» WHAT TO WORK ON: Write out the data below in full. Keep it exact.

» RECORD LIST:
────────────────

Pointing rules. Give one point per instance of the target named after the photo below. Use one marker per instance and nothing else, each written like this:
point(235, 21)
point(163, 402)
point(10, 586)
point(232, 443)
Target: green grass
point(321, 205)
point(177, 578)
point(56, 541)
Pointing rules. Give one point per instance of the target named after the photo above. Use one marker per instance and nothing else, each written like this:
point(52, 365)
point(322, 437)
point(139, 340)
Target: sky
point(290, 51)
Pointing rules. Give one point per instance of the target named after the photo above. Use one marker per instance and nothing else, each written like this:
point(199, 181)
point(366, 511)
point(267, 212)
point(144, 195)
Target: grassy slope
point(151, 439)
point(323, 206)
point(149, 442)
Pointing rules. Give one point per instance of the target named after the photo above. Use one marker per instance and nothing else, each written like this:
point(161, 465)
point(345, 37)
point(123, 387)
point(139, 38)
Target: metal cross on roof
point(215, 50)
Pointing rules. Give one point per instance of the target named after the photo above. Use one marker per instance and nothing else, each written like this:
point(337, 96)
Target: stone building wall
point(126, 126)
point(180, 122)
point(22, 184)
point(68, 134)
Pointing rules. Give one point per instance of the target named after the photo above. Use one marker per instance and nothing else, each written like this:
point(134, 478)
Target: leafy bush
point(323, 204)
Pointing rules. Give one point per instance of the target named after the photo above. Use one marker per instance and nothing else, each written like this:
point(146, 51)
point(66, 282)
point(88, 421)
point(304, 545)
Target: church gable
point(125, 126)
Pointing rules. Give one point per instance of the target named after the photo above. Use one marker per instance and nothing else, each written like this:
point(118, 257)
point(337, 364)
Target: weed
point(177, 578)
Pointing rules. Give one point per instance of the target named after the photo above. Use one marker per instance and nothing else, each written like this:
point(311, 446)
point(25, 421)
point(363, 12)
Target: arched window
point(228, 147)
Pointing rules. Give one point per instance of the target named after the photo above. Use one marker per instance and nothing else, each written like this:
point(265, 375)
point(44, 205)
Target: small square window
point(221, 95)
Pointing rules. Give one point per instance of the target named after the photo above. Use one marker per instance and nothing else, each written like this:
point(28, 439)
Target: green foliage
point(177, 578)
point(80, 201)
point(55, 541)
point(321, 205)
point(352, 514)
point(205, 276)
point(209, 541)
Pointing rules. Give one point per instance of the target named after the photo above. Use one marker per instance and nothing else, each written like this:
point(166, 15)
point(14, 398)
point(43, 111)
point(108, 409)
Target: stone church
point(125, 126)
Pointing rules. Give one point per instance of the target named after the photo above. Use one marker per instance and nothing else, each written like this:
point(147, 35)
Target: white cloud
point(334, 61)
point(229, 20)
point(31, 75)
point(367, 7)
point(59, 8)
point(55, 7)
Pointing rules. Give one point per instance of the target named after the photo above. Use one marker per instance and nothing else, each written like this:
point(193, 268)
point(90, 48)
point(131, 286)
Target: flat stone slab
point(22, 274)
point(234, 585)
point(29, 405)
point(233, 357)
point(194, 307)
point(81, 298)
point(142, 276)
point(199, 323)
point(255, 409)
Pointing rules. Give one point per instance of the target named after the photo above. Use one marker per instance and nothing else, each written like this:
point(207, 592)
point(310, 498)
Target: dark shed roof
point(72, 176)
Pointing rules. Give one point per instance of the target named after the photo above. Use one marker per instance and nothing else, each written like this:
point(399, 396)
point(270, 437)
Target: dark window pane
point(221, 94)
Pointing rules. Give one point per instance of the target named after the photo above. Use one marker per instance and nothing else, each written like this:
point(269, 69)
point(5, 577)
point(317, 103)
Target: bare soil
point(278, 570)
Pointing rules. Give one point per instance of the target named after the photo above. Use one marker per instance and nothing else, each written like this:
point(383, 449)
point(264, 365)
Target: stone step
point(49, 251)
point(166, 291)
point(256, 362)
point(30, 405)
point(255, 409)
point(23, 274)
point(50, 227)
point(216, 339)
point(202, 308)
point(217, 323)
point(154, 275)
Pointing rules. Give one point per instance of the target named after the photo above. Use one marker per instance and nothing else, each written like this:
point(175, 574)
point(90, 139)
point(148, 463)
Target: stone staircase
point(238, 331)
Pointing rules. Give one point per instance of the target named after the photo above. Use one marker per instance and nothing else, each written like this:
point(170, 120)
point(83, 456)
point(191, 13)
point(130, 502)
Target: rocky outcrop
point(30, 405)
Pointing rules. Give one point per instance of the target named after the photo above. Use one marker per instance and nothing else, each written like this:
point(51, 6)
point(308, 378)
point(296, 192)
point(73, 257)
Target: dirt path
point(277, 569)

────────────────

» TASK ANSWER:
Pointing rules. Give one point per instance of the target named after the photo below. Use one marker per instance and nothing else, each written like this:
point(235, 21)
point(163, 402)
point(10, 586)
point(232, 443)
Target: green grass
point(321, 205)
point(177, 578)
point(56, 541)
Pointing rules. Give one point per instance of the target named after the photo above. Use one marker per instance and nothing else, each written like this:
point(52, 365)
point(322, 437)
point(139, 340)
Target: sky
point(290, 51)
Pointing rules. Give one point per instance of the target named after the photo above. Use one marker per instance and nothing else, each written like this:
point(199, 181)
point(366, 511)
point(267, 212)
point(144, 195)
Target: grassy slope
point(151, 439)
point(323, 206)
point(149, 442)
Pointing rules. Give one point per instance of the target named after the photo above. Use one marker per instance and nothing else, each written like this:
point(161, 465)
point(345, 37)
point(123, 387)
point(139, 38)
Target: metal cross on roof
point(215, 50)
Pointing rules. Give one point per instance of the target named after the photo above. Use one marker per instance and nothing else, each written like this:
point(337, 96)
Target: stone building wall
point(126, 126)
point(180, 122)
point(22, 184)
point(68, 134)
Pointing rules. Give one point per instance of the target named after the photo above. Use one marker per instance and nothing else, each written like this:
point(134, 478)
Target: leafy bush
point(323, 204)
Pointing rules. Give one point per instance of the target named after the photo above. Use one marker per instance and nothing else, each written like this:
point(146, 51)
point(66, 282)
point(88, 421)
point(304, 545)
Target: church gable
point(125, 126)
Pointing rules. Give one point per instance of the target named after the photo above. Use one marker per instance and nothing else, each written like this:
point(118, 257)
point(337, 364)
Target: weed
point(177, 578)
Pointing rules. Give one point per instance of the target named after the photo above. Use one marker per instance and nothing else, each written like this:
point(311, 446)
point(25, 421)
point(363, 12)
Target: arched window
point(228, 147)
Pointing rules. Give one point per instance of the target named after the photo above. Use one marker per instance and nothing else, each written like this:
point(265, 375)
point(44, 205)
Target: small square window
point(221, 95)
Pointing rules. Give one point per instance of the target named after the photo above. Use one marker per instance and nothing else, each written like this:
point(28, 439)
Target: green foliage
point(177, 578)
point(80, 201)
point(55, 541)
point(321, 205)
point(352, 514)
point(205, 276)
point(209, 541)
Pointing rules. Give one point per instance of the target named after the photo above. Use one marker per instance and nothing else, each written like this:
point(166, 15)
point(14, 398)
point(43, 111)
point(108, 409)
Target: stone church
point(125, 126)
Pointing rules. Give one point per instance of the target named after the photo above. Use one marker per instance and nothing else, each written like this:
point(147, 35)
Target: white cloud
point(334, 61)
point(229, 20)
point(31, 75)
point(367, 7)
point(59, 8)
point(55, 7)
Pointing rules. Give one point per instance of the target named after the photo above. Use one marker per instance and nothing else, each written like this:
point(193, 268)
point(90, 48)
point(131, 286)
Target: flat stone slab
point(22, 274)
point(234, 585)
point(29, 405)
point(233, 357)
point(194, 307)
point(81, 298)
point(142, 276)
point(199, 323)
point(255, 409)
Pointing rules. Give one point per instance of the target named after the photo above. Use one marker per instance and nothing else, each written like this:
point(207, 592)
point(310, 498)
Target: dark shed roof
point(72, 176)
Pointing rules. Give one point per instance of the target named after the photo above. Use one marker per instance and nothing else, each written like this:
point(399, 396)
point(270, 437)
Target: dark window pane
point(221, 94)
Pointing rules. Give one point per instance of the target named after the photo above. Use one marker per instance and nothing else, each written like this:
point(269, 69)
point(5, 577)
point(317, 103)
Target: bare soil
point(278, 570)
Pointing rules. Give one point per instance of the target named after the photo above. Use one marker per instance and nothing else, each written like this:
point(383, 449)
point(264, 365)
Target: stone step
point(49, 251)
point(166, 291)
point(256, 362)
point(30, 405)
point(255, 409)
point(23, 274)
point(50, 227)
point(216, 339)
point(202, 308)
point(217, 323)
point(154, 275)
Pointing rules. Give one point per instance of the target named after the photo above. Use one marker per instance and nothing else, each written like this:
point(175, 574)
point(90, 139)
point(148, 463)
Target: stone staircase
point(238, 331)
Pointing rules. Give one point per instance of the target named after the photo above. Use one marker per instance and nothing else, each written like this:
point(170, 120)
point(83, 456)
point(191, 13)
point(130, 502)
Target: rocky outcrop
point(30, 405)
Pointing rules. Give one point per instance of the target named after the photo above. Use one marker per instance and nothing else, each written like this:
point(51, 6)
point(308, 378)
point(296, 192)
point(73, 257)
Target: dirt path
point(277, 569)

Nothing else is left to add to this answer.